Requirements: Report each line of the entries below that contains the word "branch", copying every such line in full.

Source records:
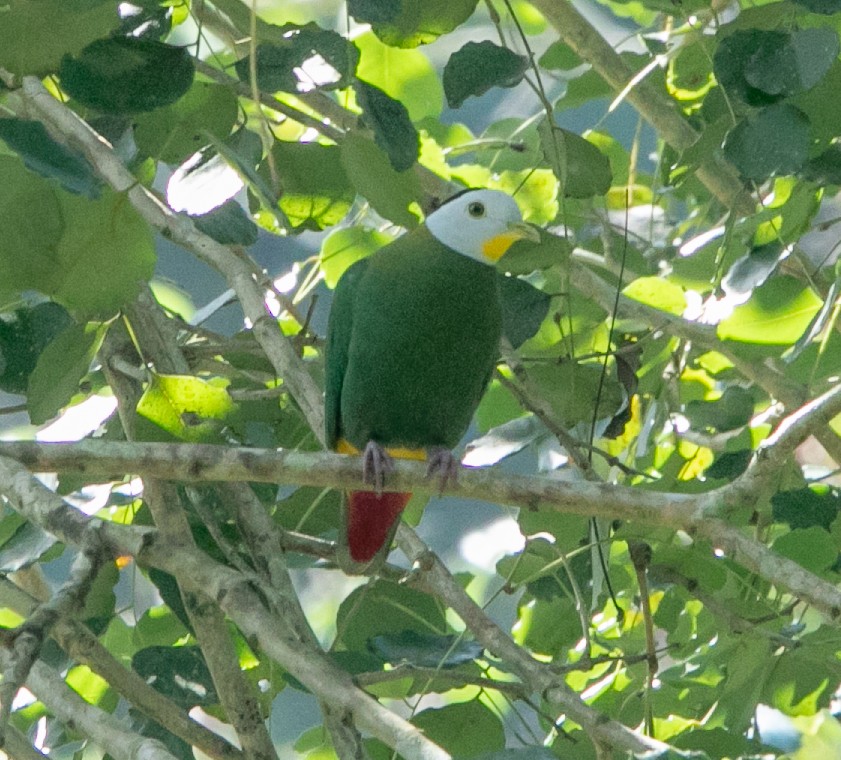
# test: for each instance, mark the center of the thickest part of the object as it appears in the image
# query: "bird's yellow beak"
(494, 248)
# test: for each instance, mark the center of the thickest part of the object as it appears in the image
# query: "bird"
(412, 340)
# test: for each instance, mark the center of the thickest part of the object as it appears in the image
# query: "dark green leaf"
(23, 336)
(28, 544)
(790, 63)
(813, 548)
(729, 465)
(228, 224)
(825, 169)
(806, 507)
(282, 65)
(425, 650)
(524, 308)
(735, 54)
(171, 595)
(561, 56)
(389, 119)
(149, 728)
(55, 249)
(346, 246)
(316, 190)
(384, 607)
(179, 673)
(408, 23)
(773, 141)
(35, 35)
(60, 368)
(127, 75)
(479, 66)
(43, 155)
(465, 729)
(581, 168)
(730, 412)
(370, 172)
(174, 133)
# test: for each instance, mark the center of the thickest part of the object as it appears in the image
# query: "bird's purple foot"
(442, 464)
(376, 464)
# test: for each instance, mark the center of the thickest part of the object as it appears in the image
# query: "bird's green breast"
(424, 335)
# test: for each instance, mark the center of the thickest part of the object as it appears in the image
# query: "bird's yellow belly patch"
(344, 446)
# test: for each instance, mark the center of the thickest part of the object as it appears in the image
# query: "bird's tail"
(371, 520)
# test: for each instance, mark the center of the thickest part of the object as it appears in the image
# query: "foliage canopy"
(671, 372)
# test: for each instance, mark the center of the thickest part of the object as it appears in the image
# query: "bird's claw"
(442, 464)
(376, 464)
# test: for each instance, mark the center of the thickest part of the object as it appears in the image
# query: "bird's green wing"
(339, 331)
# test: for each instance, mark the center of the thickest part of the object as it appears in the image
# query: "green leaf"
(777, 314)
(405, 75)
(825, 7)
(28, 544)
(730, 412)
(127, 75)
(228, 224)
(60, 368)
(164, 625)
(174, 133)
(313, 510)
(581, 168)
(317, 192)
(185, 406)
(370, 172)
(283, 63)
(393, 129)
(385, 607)
(465, 729)
(729, 465)
(805, 507)
(425, 650)
(35, 34)
(179, 673)
(813, 548)
(773, 141)
(55, 249)
(477, 67)
(751, 270)
(658, 293)
(346, 246)
(560, 56)
(524, 257)
(825, 169)
(406, 23)
(41, 154)
(23, 336)
(789, 63)
(524, 307)
(571, 390)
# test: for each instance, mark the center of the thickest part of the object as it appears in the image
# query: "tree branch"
(716, 174)
(241, 276)
(235, 594)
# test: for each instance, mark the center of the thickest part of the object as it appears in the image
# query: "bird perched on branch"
(412, 341)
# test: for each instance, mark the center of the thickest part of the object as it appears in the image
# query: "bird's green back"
(412, 341)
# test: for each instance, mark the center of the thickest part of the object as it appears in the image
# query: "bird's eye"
(476, 210)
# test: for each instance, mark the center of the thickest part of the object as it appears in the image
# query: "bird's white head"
(481, 224)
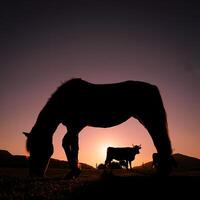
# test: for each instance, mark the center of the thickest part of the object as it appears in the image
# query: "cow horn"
(26, 134)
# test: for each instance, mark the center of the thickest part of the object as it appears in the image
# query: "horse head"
(40, 150)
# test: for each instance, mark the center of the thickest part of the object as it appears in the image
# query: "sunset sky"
(45, 44)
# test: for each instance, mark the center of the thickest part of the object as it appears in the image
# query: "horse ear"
(26, 134)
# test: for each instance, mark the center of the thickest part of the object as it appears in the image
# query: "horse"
(78, 103)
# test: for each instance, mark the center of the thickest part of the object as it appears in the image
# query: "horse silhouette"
(78, 103)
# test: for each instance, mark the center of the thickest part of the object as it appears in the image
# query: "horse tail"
(162, 124)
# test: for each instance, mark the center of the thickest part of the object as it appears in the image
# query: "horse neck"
(46, 124)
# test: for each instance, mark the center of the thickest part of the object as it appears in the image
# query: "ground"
(94, 184)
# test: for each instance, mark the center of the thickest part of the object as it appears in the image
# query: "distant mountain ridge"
(20, 161)
(184, 163)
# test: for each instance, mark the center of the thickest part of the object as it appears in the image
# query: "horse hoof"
(73, 174)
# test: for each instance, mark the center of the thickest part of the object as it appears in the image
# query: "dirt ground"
(94, 184)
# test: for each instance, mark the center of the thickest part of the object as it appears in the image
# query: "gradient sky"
(44, 44)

Answer to the problem:
# query: "tree branch"
# query: "bird perched on branch"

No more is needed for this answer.